Make an exact copy of the records, with the images left out.

(Raw data)
%%

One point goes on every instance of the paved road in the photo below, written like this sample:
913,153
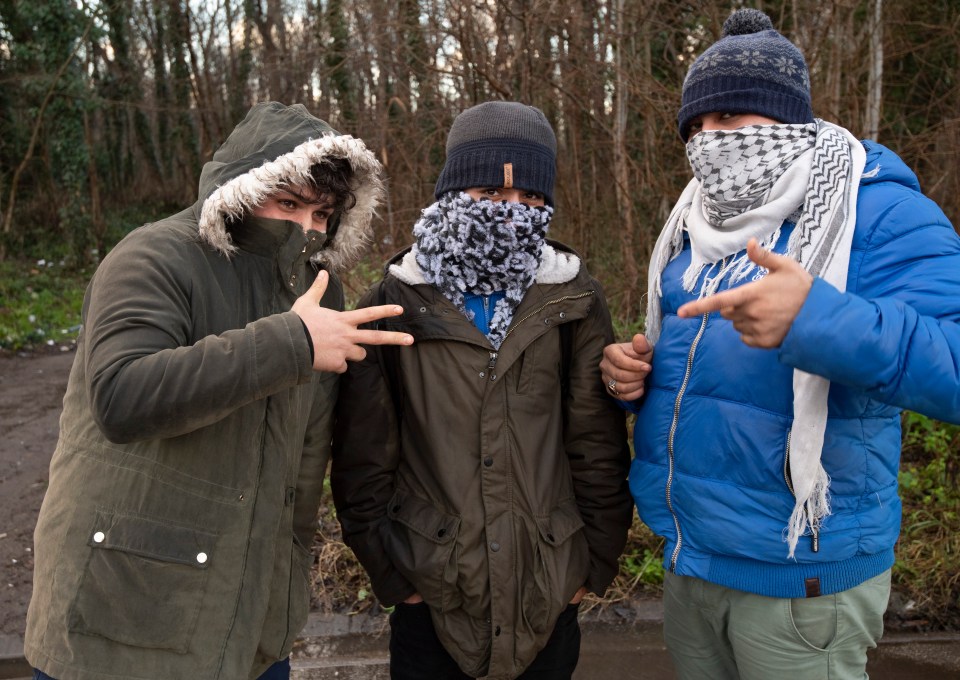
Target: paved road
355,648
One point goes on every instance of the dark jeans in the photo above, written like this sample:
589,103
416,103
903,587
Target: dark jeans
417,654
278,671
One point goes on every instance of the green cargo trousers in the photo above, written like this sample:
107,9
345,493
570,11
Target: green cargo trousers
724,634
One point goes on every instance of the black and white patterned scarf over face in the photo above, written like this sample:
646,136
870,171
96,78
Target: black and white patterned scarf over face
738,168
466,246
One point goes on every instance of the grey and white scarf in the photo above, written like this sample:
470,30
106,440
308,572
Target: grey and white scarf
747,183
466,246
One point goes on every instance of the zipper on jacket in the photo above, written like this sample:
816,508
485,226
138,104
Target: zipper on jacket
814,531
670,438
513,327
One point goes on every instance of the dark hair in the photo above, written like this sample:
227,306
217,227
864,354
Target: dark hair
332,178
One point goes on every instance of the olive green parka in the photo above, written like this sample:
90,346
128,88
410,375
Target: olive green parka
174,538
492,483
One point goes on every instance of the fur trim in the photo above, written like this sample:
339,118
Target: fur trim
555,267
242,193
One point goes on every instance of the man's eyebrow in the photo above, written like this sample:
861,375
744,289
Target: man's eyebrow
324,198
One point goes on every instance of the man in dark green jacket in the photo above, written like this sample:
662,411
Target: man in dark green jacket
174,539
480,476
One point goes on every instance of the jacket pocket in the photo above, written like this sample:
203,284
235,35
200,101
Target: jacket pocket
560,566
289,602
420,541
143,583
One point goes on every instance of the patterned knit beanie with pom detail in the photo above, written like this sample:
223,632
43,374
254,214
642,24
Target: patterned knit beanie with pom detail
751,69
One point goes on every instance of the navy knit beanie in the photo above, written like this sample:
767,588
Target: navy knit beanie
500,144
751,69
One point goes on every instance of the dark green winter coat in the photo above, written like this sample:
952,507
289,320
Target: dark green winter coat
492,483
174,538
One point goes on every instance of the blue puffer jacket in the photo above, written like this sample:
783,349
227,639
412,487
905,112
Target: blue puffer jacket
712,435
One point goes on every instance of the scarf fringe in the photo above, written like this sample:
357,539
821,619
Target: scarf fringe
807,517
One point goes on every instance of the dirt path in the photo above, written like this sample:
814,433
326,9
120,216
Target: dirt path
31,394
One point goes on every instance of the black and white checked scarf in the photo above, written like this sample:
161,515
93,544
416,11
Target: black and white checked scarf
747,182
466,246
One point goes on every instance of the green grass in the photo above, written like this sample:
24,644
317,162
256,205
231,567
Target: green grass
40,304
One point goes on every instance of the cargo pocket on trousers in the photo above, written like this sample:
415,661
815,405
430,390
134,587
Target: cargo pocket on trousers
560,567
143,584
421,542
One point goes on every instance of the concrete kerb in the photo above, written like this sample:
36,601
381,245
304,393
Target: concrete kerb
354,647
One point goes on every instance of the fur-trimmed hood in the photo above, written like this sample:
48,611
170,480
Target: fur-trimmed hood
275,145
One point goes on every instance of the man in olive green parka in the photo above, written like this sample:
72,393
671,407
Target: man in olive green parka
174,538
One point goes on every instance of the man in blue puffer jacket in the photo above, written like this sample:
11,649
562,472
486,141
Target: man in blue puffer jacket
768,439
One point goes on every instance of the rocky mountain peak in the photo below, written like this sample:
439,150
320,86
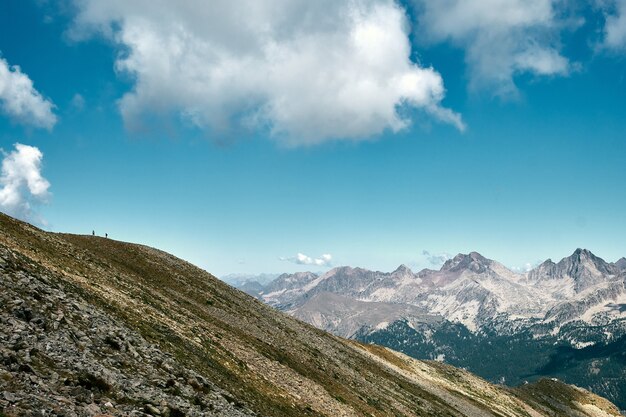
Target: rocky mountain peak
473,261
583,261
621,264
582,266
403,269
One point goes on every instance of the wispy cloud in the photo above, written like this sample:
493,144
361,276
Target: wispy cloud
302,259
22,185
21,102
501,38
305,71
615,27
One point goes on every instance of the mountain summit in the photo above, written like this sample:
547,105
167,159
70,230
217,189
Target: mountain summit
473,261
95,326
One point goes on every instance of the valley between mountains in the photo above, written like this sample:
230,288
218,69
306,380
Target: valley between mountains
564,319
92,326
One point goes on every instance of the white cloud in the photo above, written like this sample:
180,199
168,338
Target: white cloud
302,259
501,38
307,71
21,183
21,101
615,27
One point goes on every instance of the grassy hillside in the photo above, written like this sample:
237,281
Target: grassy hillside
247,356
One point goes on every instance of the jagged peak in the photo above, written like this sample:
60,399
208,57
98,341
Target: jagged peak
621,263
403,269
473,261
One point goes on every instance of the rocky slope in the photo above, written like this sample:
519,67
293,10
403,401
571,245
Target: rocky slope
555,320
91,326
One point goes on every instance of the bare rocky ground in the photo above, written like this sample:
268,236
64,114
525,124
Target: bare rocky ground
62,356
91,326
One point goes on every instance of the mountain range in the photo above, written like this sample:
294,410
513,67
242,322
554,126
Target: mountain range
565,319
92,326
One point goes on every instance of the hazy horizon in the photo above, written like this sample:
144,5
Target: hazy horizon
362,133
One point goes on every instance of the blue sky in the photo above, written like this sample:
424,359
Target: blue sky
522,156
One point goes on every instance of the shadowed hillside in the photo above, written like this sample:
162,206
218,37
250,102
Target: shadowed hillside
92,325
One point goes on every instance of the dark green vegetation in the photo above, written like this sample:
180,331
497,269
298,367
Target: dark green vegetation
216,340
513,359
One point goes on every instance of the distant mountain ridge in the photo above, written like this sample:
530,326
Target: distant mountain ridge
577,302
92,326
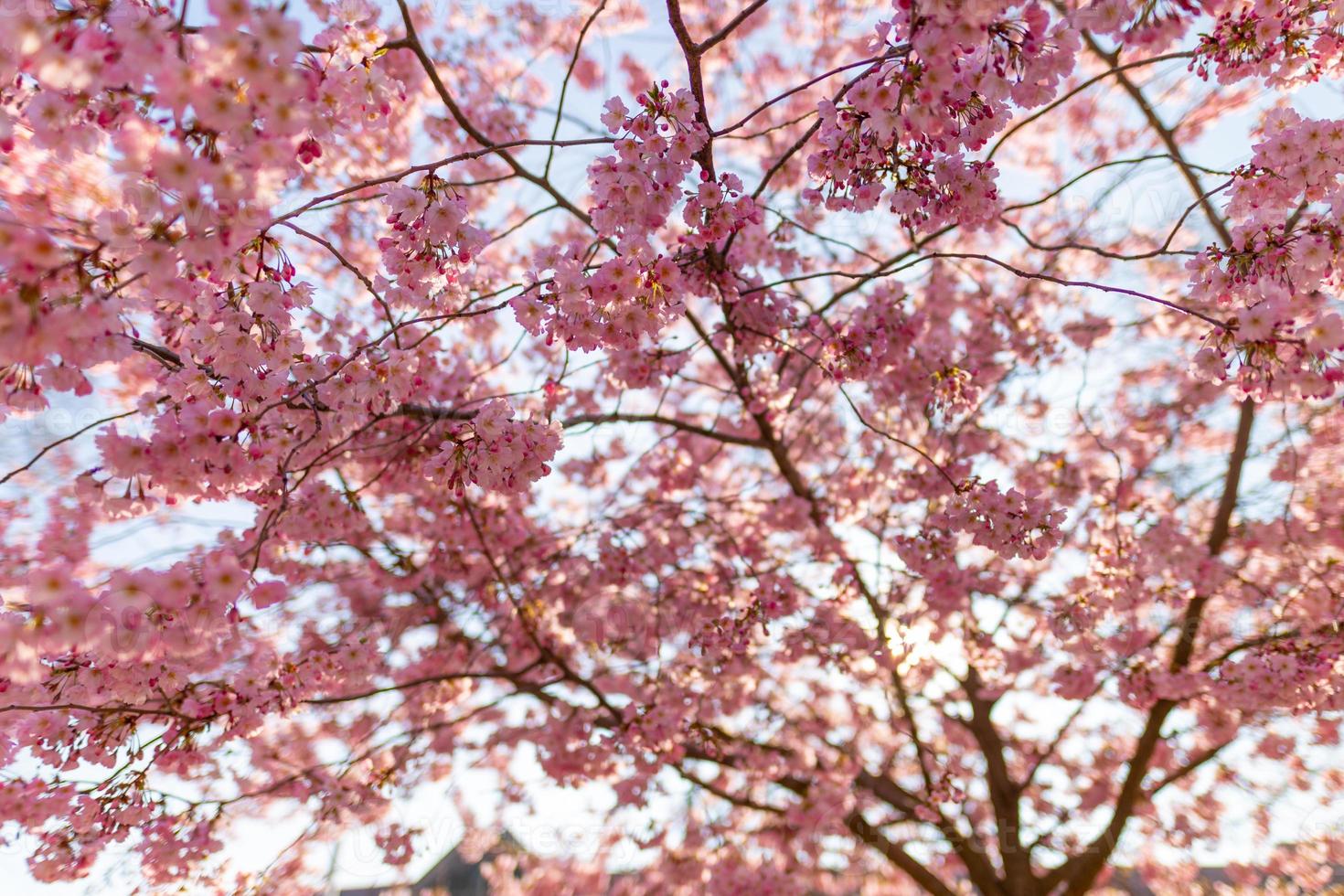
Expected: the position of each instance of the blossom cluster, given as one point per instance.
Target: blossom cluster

%%

(Answer to the exercise)
One point goes on every instance of the paved road in the photo below, written like this sample:
913,153
Target: paved road
355,648
One point goes on every instance of the dark jeans in the photo above, written like this sample:
589,103
416,103
903,587
Target: dark jeans
417,654
278,671
One point goes on every instance of the green cargo trousers in the photo above, written like this sample:
107,9
345,493
570,11
Target: green cargo trousers
724,634
One point goes on every instance of the black and white patterned scarf over face in the photo above, written like this sample:
646,136
870,171
96,78
Target: black and white patterned scarf over face
738,168
466,246
One point goes on every instance of the grey and white scarf in the photo above, written like this sample:
470,30
106,440
308,572
Target: grey and white scarf
747,183
466,246
One point goes on every instance of the zipper on jacket in the photo above, written like this sample:
816,508
485,226
138,104
Target: zipper on jacket
814,531
670,438
513,327
One point goes on every instance of the dark hair in the photo above, written like this sample:
227,306
217,227
864,354
Target: dark hair
332,178
One point goes on every instance of the olive green parka in the photo above, written like this sample:
90,346
128,88
410,375
Target: olive green parka
174,538
492,483
One point goes on every instance of the fur trim in the photo above, written like this sample:
339,118
Target: fur trim
555,267
242,193
One point goes on every instance of the man's eyebrow in the photo above, written like this sample:
861,375
744,289
Target: man's eyebrow
324,198
One point goes on every instance of the man in dark green jacket in the photo above, written like this sample:
662,411
Target: man in dark green jacket
174,539
480,476
One point goes on every instance of the jacket pocket in the photo above, written like this sample:
203,284
235,35
200,101
Target: jacket pocket
560,566
289,602
420,541
143,583
One point goes on every instance of the patterned knit beanie with pom detail in the photo above, written like this sample:
223,632
43,374
254,214
642,24
Target: patterned knit beanie with pom detail
751,69
One point goes on every instance of the navy knit beanie in the photo above, written like this sample:
767,588
Target: navy knit beanie
500,144
751,69
One point goes on every instance of the dark green winter coat in the photo above, written like this sample:
952,507
289,320
Target: dark green winter coat
492,483
174,538
One point goes on every instance of the blue puffer jacket in the photo above, written like this sample:
783,349
227,639
412,487
905,112
Target: blue puffer jacket
712,435
One point goes on every instance of the scarf fringe in the photo above, written like this sample:
357,539
821,619
Target: scarf fringe
807,517
One point goes on every instance of the dirt path in the photo above, written like this sample:
814,433
326,9
120,216
Target: dirt path
31,394
One point goes on every instance of the black and white checked scarf in the photo above, written like this sample:
161,515
93,544
416,11
Target: black and white checked scarf
747,182
466,246
One point goes on every instance of the green grass in the photo above, written like this sample:
24,644
317,162
256,205
231,567
Target: green grass
40,304
One point goes on every instance of the cargo pocket on trousers in the photo above, written like this sample:
415,661
815,405
430,390
134,587
Target: cargo pocket on trousers
560,567
143,584
421,542
One point goes on every instance of the concrete kerb in the photo above, written like this sample:
36,601
381,245
304,393
Target: concrete kerb
354,647
One point goes on every instance of the fur-trimmed hood in the photo above, written like this sample:
48,611
170,480
Target: fur-trimmed hood
275,145
One point goes on every instance of the man in olive green parka in the photo above, written like this sample:
72,393
671,407
Target: man in olive green parka
174,538
One point goes on every instance of the man in blue puffer jacket in the photo above, written like this sample:
11,649
562,472
486,141
Target: man in blue puffer jacket
768,439
One point goes on every instance of the rocky mountain peak in the photo below, written like this sample:
439,150
320,86
Target: rocky mountain peak
473,261
583,261
621,264
582,266
403,269
One point goes on every instance of the wispy cloud in the photo above, written like this sample:
493,144
361,276
Target: wispy cloud
302,259
22,185
21,102
501,38
305,71
615,27
One point goes on every instance of the mountain summit in the photo above, written like this sample:
547,105
167,159
70,230
217,189
Target: mountain summit
473,261
95,326
One point goes on every instance of the valley between mountains in the photo above, written like this sample:
230,288
218,69
306,380
Target: valley between mountains
564,319
92,326
One point goes on every instance of the white cloud in the photo above, written like this sample:
180,199
168,338
Target: white cloud
302,259
501,38
307,71
21,183
21,101
615,27
One point goes on every instance of the grassy hillside in the photo above, written like this sample:
237,281
Target: grassy hillside
247,356
One point goes on every instance of the jagged peak in the photo above, written like this sample:
60,399
208,57
98,341
Target: jagged peak
621,263
403,269
473,261
One point goes on every instance of the rocky slope in the photo above, written like this sample:
519,67
293,10
403,401
571,245
Target: rocky slope
555,320
91,326
One point goes on every instance of the bare rocky ground in the photo above, written like this sample:
268,236
64,114
525,124
Target: bare rocky ground
62,356
91,326
One point goes on every instance of the mountain range in the photo above, written like this sample:
294,410
513,67
242,322
554,126
Target: mountain range
565,319
92,326
One point goes on every instance of the hazy horizon in the photo above, written like this sample:
144,5
Target: hazy horizon
362,133
One point goes on every instance of the blue sky in the photo above, written like this sample:
424,359
Target: blue sky
522,156
One point goes on every instance of the shadowed hillside in the photo above, written like this sample:
162,206
218,37
250,102
Target: shadowed hillside
92,325
One point goes on every instance of the dark green vegetation in the photo above, written like this sample:
180,331
497,269
298,367
Target: dark green vegetation
216,340
513,359
One point goes on every instance of the distant mountain ridge in the photo above, written like this sample:
530,326
Target: distant mountain ridge
577,302
92,326
Expected: the position of each instance of the blossom cluster, given as one point per instance.
Target: blossom cluster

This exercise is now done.